● AIM OF THE EXERCISE
Copies of all lines that contain "white" are needed; take them from the data below.

● DATA TO EXAMINE
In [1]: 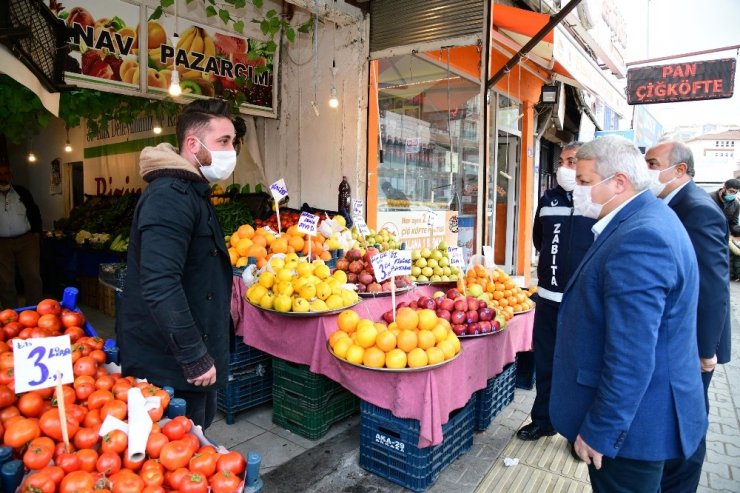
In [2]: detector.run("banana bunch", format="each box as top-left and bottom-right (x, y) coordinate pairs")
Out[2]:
(176, 26), (216, 80)
(109, 234), (129, 253)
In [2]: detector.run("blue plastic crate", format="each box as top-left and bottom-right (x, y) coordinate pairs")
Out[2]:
(359, 397), (475, 492)
(228, 339), (270, 376)
(217, 363), (273, 425)
(14, 287), (97, 337)
(473, 360), (517, 432)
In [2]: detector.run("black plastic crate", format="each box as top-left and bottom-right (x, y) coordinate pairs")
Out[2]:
(473, 360), (517, 432)
(272, 385), (358, 440)
(359, 397), (475, 492)
(217, 362), (273, 425)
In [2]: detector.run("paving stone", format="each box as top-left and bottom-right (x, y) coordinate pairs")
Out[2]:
(706, 472), (740, 493)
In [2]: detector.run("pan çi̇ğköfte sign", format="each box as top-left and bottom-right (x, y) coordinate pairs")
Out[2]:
(626, 58), (736, 105)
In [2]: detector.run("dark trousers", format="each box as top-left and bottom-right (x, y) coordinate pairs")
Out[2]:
(660, 370), (713, 492)
(0, 233), (42, 309)
(530, 299), (559, 430)
(589, 456), (664, 493)
(176, 388), (218, 430)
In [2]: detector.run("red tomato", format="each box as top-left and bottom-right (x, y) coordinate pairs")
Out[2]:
(101, 429), (128, 455)
(165, 467), (190, 490)
(159, 439), (195, 471)
(51, 385), (76, 407)
(17, 391), (45, 418)
(140, 467), (165, 488)
(0, 368), (15, 386)
(61, 310), (85, 328)
(96, 451), (122, 475)
(73, 426), (100, 449)
(111, 381), (132, 402)
(73, 356), (97, 377)
(0, 405), (21, 423)
(162, 418), (187, 441)
(189, 452), (217, 478)
(0, 308), (18, 324)
(180, 432), (200, 455)
(216, 451), (246, 475)
(37, 314), (61, 333)
(39, 408), (79, 442)
(100, 399), (127, 421)
(38, 465), (65, 484)
(146, 431), (169, 459)
(76, 448), (99, 473)
(64, 326), (85, 343)
(143, 487), (166, 493)
(83, 409), (102, 431)
(18, 310), (40, 328)
(141, 459), (164, 473)
(22, 436), (55, 470)
(3, 321), (23, 340)
(0, 352), (13, 370)
(84, 336), (105, 350)
(36, 299), (61, 316)
(17, 327), (34, 339)
(20, 471), (56, 493)
(67, 404), (87, 425)
(54, 441), (75, 459)
(94, 374), (115, 391)
(75, 381), (96, 402)
(90, 349), (106, 364)
(197, 445), (218, 455)
(147, 404), (165, 423)
(87, 389), (114, 410)
(56, 451), (82, 474)
(179, 472), (209, 493)
(59, 470), (95, 493)
(110, 469), (145, 493)
(3, 417), (41, 448)
(209, 470), (243, 493)
(0, 384), (17, 408)
(122, 448), (145, 472)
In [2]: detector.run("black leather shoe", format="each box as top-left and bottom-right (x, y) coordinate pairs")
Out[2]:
(569, 441), (583, 461)
(516, 423), (556, 441)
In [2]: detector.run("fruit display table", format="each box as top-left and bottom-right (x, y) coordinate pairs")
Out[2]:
(231, 279), (534, 447)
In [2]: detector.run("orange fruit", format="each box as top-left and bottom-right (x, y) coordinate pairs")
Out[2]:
(431, 324), (449, 343)
(345, 344), (364, 364)
(385, 349), (407, 369)
(375, 330), (397, 352)
(407, 348), (429, 368)
(245, 244), (267, 260)
(396, 307), (419, 332)
(337, 310), (361, 334)
(356, 324), (378, 349)
(288, 236), (305, 252)
(437, 340), (455, 360)
(417, 309), (437, 331)
(236, 237), (254, 257)
(332, 337), (352, 359)
(329, 330), (349, 348)
(229, 234), (241, 248)
(417, 330), (436, 350)
(363, 347), (385, 368)
(228, 248), (238, 266)
(396, 330), (418, 353)
(251, 235), (267, 247)
(426, 347), (445, 365)
(237, 224), (255, 239)
(270, 238), (288, 254)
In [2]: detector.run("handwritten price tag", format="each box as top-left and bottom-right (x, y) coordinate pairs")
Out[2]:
(390, 250), (412, 276)
(483, 246), (495, 267)
(297, 212), (318, 236)
(425, 210), (437, 227)
(353, 216), (371, 236)
(370, 251), (392, 282)
(447, 246), (466, 270)
(269, 179), (288, 201)
(352, 199), (363, 216)
(13, 336), (73, 393)
(263, 225), (278, 236)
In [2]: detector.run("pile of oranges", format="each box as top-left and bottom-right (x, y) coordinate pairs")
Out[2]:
(463, 265), (535, 321)
(328, 308), (461, 370)
(227, 224), (332, 268)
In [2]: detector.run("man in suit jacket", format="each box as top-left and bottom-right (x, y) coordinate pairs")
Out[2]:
(550, 136), (707, 492)
(645, 140), (731, 492)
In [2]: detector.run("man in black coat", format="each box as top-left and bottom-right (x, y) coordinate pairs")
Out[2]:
(645, 141), (731, 492)
(0, 162), (43, 309)
(117, 99), (236, 429)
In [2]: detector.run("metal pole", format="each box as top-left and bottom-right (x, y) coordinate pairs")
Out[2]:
(487, 0), (583, 89)
(626, 44), (740, 67)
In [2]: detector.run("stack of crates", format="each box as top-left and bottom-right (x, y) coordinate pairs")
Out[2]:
(217, 335), (273, 424)
(271, 358), (358, 440)
(472, 359), (517, 431)
(359, 397), (475, 492)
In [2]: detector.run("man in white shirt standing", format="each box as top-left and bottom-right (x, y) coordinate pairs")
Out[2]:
(0, 162), (43, 309)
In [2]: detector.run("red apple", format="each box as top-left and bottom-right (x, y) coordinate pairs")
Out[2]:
(446, 288), (461, 300)
(439, 298), (455, 312)
(478, 307), (494, 322)
(436, 309), (451, 322)
(419, 298), (436, 310)
(492, 319), (501, 331)
(453, 299), (468, 313)
(452, 324), (467, 336)
(466, 323), (480, 335)
(382, 310), (395, 324)
(466, 310), (479, 324)
(478, 300), (488, 310)
(479, 321), (492, 333)
(435, 297), (445, 308)
(408, 300), (418, 310)
(396, 302), (409, 310)
(451, 310), (466, 325)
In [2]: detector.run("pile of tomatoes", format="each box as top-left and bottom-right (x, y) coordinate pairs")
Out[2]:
(0, 299), (247, 493)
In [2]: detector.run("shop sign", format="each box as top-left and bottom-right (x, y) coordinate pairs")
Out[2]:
(52, 0), (277, 116)
(377, 210), (457, 251)
(626, 59), (736, 105)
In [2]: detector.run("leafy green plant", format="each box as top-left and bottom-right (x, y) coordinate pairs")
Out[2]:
(0, 75), (52, 144)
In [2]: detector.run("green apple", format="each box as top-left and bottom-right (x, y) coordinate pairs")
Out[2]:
(431, 249), (443, 261)
(439, 257), (449, 267)
(421, 266), (434, 277)
(449, 274), (458, 281)
(420, 248), (432, 259)
(411, 250), (421, 261)
(430, 274), (442, 282)
(450, 266), (460, 275)
(433, 266), (444, 276)
(427, 258), (438, 269)
(468, 284), (484, 297)
(437, 241), (448, 250)
(415, 258), (428, 268)
(442, 266), (451, 276)
(411, 266), (422, 277)
(441, 275), (450, 281)
(433, 290), (445, 298)
(417, 274), (429, 282)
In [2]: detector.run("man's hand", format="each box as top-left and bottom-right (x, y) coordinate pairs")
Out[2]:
(574, 434), (603, 469)
(187, 365), (216, 386)
(700, 355), (717, 373)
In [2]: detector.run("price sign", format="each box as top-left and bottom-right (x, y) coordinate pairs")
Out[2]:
(263, 225), (278, 236)
(390, 250), (412, 276)
(352, 199), (363, 216)
(483, 246), (495, 267)
(370, 251), (392, 282)
(447, 246), (466, 270)
(297, 212), (318, 236)
(269, 179), (288, 201)
(13, 336), (73, 393)
(353, 216), (371, 236)
(425, 210), (436, 227)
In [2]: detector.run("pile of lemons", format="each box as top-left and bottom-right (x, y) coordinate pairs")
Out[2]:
(328, 307), (461, 370)
(246, 254), (359, 313)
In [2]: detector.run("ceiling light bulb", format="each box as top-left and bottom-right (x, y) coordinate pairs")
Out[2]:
(328, 86), (339, 108)
(64, 141), (72, 152)
(169, 71), (182, 96)
(153, 124), (162, 135)
(27, 152), (36, 163)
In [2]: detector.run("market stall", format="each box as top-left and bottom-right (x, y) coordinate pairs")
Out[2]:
(230, 281), (534, 448)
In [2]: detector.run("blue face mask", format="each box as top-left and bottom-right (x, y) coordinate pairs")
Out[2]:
(724, 193), (737, 202)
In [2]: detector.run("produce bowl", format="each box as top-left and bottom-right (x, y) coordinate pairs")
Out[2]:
(327, 341), (461, 372)
(248, 300), (360, 317)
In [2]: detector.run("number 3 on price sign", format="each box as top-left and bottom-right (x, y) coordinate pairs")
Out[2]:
(13, 336), (74, 393)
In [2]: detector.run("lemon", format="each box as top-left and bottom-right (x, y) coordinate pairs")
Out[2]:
(292, 297), (310, 313)
(259, 292), (275, 310)
(310, 299), (328, 312)
(258, 271), (275, 289)
(315, 282), (332, 301)
(314, 263), (331, 280)
(341, 289), (358, 306)
(326, 294), (344, 310)
(273, 294), (292, 312)
(276, 268), (293, 283)
(269, 257), (285, 271)
(276, 281), (294, 297)
(296, 261), (314, 277)
(333, 215), (346, 227)
(332, 270), (348, 284)
(298, 283), (317, 300)
(246, 285), (267, 305)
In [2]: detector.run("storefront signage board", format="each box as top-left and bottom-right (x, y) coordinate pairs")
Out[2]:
(377, 210), (457, 251)
(626, 59), (736, 104)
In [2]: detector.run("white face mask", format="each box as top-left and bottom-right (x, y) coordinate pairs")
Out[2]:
(647, 165), (677, 197)
(193, 138), (237, 183)
(573, 175), (615, 219)
(556, 167), (577, 191)
(0, 184), (10, 192)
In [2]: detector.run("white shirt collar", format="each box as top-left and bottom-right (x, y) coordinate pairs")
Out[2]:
(592, 190), (648, 239)
(662, 181), (690, 204)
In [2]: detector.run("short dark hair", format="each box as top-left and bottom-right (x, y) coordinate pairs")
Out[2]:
(562, 141), (584, 152)
(176, 99), (232, 148)
(724, 178), (740, 189)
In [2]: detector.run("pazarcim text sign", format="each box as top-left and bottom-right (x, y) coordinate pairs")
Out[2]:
(626, 58), (735, 105)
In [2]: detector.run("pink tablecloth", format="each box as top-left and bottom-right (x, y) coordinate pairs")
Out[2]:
(231, 278), (534, 447)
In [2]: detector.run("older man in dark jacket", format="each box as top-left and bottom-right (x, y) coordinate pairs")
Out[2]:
(117, 99), (236, 429)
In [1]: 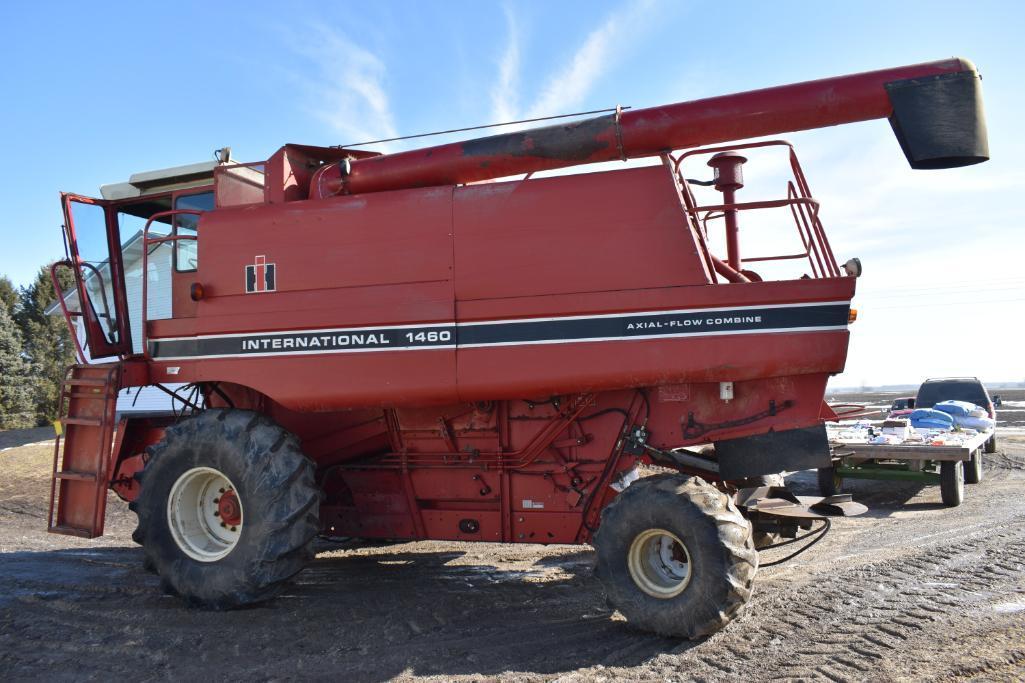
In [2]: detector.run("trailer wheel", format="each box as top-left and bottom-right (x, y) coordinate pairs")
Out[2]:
(940, 460), (964, 507)
(964, 448), (983, 485)
(130, 409), (319, 608)
(594, 474), (757, 638)
(817, 466), (841, 497)
(984, 434), (997, 454)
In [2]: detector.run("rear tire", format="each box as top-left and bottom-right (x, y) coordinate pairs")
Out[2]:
(131, 409), (319, 608)
(964, 449), (983, 485)
(940, 460), (964, 507)
(593, 474), (757, 639)
(817, 466), (841, 497)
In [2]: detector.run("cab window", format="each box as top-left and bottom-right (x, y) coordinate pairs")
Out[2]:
(174, 191), (214, 272)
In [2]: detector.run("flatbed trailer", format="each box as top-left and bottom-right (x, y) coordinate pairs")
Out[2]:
(821, 429), (991, 507)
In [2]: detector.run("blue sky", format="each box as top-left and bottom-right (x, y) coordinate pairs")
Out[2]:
(1, 1), (1023, 385)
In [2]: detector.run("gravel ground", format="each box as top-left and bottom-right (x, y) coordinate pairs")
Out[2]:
(1, 432), (1024, 682)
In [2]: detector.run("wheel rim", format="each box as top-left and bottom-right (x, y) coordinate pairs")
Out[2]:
(627, 528), (692, 598)
(167, 467), (243, 562)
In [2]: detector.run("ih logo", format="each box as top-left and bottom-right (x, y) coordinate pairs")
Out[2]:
(245, 255), (276, 294)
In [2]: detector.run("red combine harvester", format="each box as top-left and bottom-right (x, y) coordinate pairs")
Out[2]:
(49, 58), (987, 637)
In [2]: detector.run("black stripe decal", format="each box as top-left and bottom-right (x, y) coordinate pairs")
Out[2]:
(459, 304), (848, 346)
(148, 303), (849, 359)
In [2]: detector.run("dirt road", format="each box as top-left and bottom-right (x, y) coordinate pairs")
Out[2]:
(2, 434), (1024, 681)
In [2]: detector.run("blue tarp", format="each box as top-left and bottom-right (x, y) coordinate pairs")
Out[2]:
(910, 408), (955, 430)
(933, 400), (981, 418)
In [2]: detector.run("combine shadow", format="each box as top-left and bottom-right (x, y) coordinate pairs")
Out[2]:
(0, 543), (694, 681)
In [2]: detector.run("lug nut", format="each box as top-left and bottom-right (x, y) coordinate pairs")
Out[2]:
(230, 526), (238, 532)
(220, 522), (227, 528)
(214, 511), (220, 516)
(219, 488), (225, 493)
(213, 498), (220, 504)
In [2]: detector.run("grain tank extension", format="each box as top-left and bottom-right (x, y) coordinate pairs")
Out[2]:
(48, 58), (987, 637)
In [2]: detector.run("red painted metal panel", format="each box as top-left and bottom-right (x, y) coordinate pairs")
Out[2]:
(197, 186), (454, 301)
(455, 331), (847, 404)
(512, 512), (588, 545)
(146, 184), (461, 406)
(410, 469), (501, 502)
(453, 166), (709, 301)
(421, 511), (502, 542)
(455, 276), (855, 322)
(181, 350), (458, 411)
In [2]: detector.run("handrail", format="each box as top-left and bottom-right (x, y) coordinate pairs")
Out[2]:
(674, 140), (841, 280)
(673, 139), (798, 174)
(49, 261), (87, 364)
(76, 262), (118, 330)
(140, 209), (202, 359)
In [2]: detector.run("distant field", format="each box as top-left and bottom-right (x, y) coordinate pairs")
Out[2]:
(828, 388), (1025, 429)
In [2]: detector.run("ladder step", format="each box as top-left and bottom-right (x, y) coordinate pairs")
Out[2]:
(65, 378), (109, 387)
(48, 524), (95, 539)
(54, 470), (97, 482)
(63, 391), (110, 401)
(61, 416), (103, 427)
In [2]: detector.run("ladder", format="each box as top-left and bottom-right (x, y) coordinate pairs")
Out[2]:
(48, 364), (121, 538)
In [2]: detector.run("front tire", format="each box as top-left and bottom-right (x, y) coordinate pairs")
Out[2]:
(593, 474), (757, 639)
(131, 410), (319, 608)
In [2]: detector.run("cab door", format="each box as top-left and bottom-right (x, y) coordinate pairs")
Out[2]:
(61, 193), (133, 359)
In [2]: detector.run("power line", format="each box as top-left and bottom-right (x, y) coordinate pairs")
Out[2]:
(336, 106), (631, 148)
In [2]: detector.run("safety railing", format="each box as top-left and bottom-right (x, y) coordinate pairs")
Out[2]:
(49, 261), (87, 364)
(673, 140), (841, 282)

● SOLUTION
In [2]: detector.run("man in white shirt standing", format="each box as top-left and bottom-right (x, y) coordinate pairs")
In [2]: detector.run("white face mask", format="each box as top-left and bottom-right (x, y) coordinate pairs")
In [2]: detector.run("white shirt collar", format="each box as top-left and bottom-right (x, y) coordinate pairs")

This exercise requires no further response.